* [Kutipan Bacaan]:

-------

Kesuksesan pemerintah Belanda melakukan reorganisasi
tidak terlepas dari peran bekel,
meskipun pada tahun 1917 bekel tidak lagi dijadikan pemimpin desa, namun
perananannya dalam penguasaan tanah dan petani sangat berpengaruh. Bekel tidak lagi disebut sebagai
pemimpin desa namun lebih pada penghubung penguasa desa dan petani—kaki tangan
perusahaan. Sebutan kaki tangan perusahaan bukan tanpa alasan, karena bekel
memiliki kemampuan untuk menyediakan pekerja perusahaan. Akibat kecakapannya
tersebut, Belanda pun menggunakan bekel sebagai kaki tangannya untuk menjaga
keberlangungan eksplotasi tenaga kerja dan upah yang rendah. Ini menunjukan
bahwa institus pemerintah dapat berkerjasama dengan rakyat untuk menjaga status quo asalkan saling mengguntungkan
kedua belah pihak. Bekel memperoleh
kekayaan dan pemerintah kolonial dapat mengatur industri gula di Jawa dan Mangkunegaran
yang mendatangkan keuntungan berlimpah.

-------

* [Data yang Diberikan]:

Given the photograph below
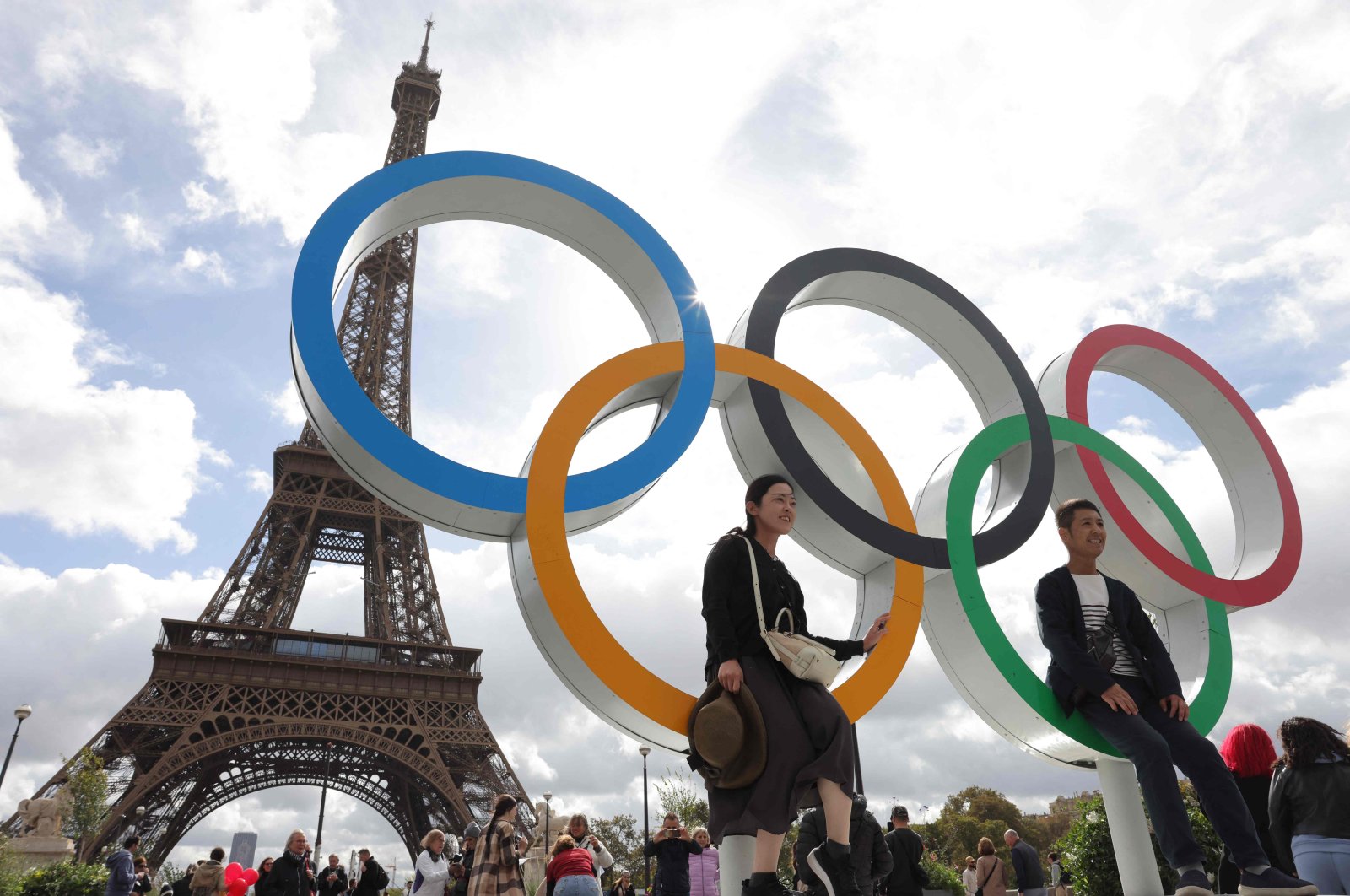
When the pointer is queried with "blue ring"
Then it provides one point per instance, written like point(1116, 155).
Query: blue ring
point(316, 340)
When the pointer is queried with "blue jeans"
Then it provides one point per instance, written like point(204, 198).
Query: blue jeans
point(1154, 742)
point(577, 886)
point(1329, 869)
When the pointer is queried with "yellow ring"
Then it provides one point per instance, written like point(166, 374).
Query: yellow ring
point(577, 618)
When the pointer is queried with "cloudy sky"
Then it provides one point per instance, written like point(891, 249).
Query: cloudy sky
point(1179, 166)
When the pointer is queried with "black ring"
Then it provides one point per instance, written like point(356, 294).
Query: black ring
point(760, 337)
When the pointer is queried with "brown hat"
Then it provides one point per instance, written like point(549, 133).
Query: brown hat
point(726, 740)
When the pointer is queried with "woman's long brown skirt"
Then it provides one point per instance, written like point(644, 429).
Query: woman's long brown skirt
point(809, 738)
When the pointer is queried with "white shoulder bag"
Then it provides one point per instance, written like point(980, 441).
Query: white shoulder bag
point(803, 657)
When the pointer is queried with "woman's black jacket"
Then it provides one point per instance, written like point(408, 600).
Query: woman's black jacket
point(288, 877)
point(729, 605)
point(1309, 799)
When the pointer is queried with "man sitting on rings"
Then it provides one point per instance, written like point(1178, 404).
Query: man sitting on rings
point(1109, 663)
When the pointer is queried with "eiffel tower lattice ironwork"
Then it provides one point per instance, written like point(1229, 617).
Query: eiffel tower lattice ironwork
point(240, 702)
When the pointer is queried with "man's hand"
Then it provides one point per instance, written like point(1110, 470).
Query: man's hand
point(877, 632)
point(729, 677)
point(1120, 700)
point(1174, 706)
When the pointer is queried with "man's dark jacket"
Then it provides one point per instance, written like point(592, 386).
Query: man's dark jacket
point(906, 850)
point(370, 872)
point(672, 864)
point(1059, 614)
point(288, 877)
point(868, 856)
point(335, 888)
point(1026, 866)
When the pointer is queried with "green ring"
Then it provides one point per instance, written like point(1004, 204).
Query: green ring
point(987, 447)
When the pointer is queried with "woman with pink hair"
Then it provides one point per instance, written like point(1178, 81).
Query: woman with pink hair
point(1249, 754)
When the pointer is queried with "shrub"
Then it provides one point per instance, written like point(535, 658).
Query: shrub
point(65, 879)
point(942, 877)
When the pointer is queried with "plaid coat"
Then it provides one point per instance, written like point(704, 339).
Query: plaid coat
point(496, 866)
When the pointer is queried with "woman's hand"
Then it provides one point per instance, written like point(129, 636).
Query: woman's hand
point(729, 677)
point(877, 632)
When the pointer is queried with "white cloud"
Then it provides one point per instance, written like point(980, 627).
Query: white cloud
point(245, 116)
point(85, 158)
point(1208, 184)
point(24, 215)
point(200, 202)
point(258, 481)
point(206, 263)
point(139, 234)
point(83, 456)
point(285, 404)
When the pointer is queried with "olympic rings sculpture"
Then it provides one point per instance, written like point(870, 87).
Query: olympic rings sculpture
point(921, 564)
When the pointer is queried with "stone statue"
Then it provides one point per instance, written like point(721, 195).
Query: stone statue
point(42, 817)
point(557, 826)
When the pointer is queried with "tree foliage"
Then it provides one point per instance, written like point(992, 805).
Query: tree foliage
point(678, 794)
point(624, 839)
point(975, 812)
point(1087, 852)
point(65, 879)
point(88, 791)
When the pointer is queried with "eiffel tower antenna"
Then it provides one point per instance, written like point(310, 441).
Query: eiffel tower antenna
point(431, 23)
point(240, 702)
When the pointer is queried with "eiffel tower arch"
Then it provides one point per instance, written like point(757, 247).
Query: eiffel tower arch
point(240, 702)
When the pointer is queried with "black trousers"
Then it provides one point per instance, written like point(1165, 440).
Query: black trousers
point(1154, 742)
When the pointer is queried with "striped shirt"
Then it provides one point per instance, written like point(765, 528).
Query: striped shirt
point(1095, 613)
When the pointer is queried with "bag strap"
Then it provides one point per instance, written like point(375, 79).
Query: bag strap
point(759, 601)
point(991, 872)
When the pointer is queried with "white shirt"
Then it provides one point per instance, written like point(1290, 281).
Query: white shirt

-------

* [Tugas Latihan]:
1. Apakah pernyataan (a), (b), dan (c) sesuai dengan kutipan tentang bekel? Jawab ya atau tidak untuk masing-masing, lalu sertakan kata-kata penentu dari kutipan itu.
(a) Pada tahun 1917 bekel masih dijadikan pemimpin desa.
(b) Bekel mampu menyediakan pekerja bagi perusahaan.
(c) Industri gula di Jawa dan Mangkunegaran mendatangkan keuntungan berlimpah.
2. Sebutan apa saja yang dikenakan pada bekel dalam kutipan tentang bekel, termasuk sebutan yang tidak lagi dipakai?
3. Menurut kutipan tentang bekel, apa yang diperoleh bekel?
Baris-baris data tidak diperlukan untuk mengerjakan latihan ini.

* [Jawaban Latihan]:
1.
(a) Tidak: "pada tahun 1917 bekel tidak lagi dijadikan pemimpin desa"
(b) Ya: "memiliki kemampuan untuk menyediakan pekerja perusahaan"
(c) Ya: "pemerintah kolonial dapat mengatur industri gula di Jawa dan Mangkunegaran yang mendatangkan keuntungan berlimpah"

2.
- pemimpin desa (tidak lagi dipakai sejak tahun 1917)
- penghubung penguasa desa dan petani
- kaki tangan perusahaan

3. Bekel memperoleh kekayaan.